» **Required action**
From the abstract on estimating ICU patients' health states, extract the passage from "Estimating Patient's Health" up to and including "2017 Apr 13.", word for word.

Estimating Patient's Health State Using Latent Structure Inferred from Clinical Time Series and Text

IEEE EMBS Int Conf Biomed Health Inform. 2017 Feb:2017:449-452. doi: 10.1109/BHI.2017.7897302. Epub 2017 Apr 13.

Abstract

Modern intensive care units (ICUs) collect large volumes of data in monitoring critically ill patients. Clinicians in the ICUs face the challenge of interpreting large volumes of high-dimensional data to diagnose and treat patients. In this work, we explore the use of Hierarchical Dirichlet Processes (HDP) as a Bayesian nonparametric framework to infer patients' states of health by combining multiple sources of data. In particular, we employ HDP to combine clinical time series and text from the nursing progress notes in a probabilistic topic modeling framework for patient risk stratification. Given a patient cohort, we use HDP to infer latent "topics" shared across multimodal patient data from the entire cohort. Each topic is modeled as a multinomial distribution over a vocabulary of codewords, defined over heterogeneous data sources. We evaluate the clinical utility of the learned topic structure using the first 24-hour ICU data from over 17,000 adult patients in the MIMIC-II database to estimate patients' risks of in-hospital mortality. Our results demonstrate that our approach provides a viable framework for combining different data modalities to model patient's states of health, and can potentially be used to generate alerts to identify patients at high risk of hospital mortality.

» **Supplied data**
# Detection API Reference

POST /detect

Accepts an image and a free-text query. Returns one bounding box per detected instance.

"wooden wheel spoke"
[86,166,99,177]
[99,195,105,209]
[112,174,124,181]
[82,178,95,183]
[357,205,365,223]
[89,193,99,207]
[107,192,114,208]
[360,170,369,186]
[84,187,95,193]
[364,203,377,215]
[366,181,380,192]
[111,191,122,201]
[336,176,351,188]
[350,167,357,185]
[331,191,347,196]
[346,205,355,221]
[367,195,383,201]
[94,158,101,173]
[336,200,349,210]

» **Result of the task**
Estimating Patient's Health State Using Latent Structure Inferred from Clinical Time Series and Text

IEEE EMBS Int Conf Biomed Health Inform. 2017 Feb:2017:449-452. doi: 10.1109/BHI.2017.7897302. Epub 2017 Apr 13.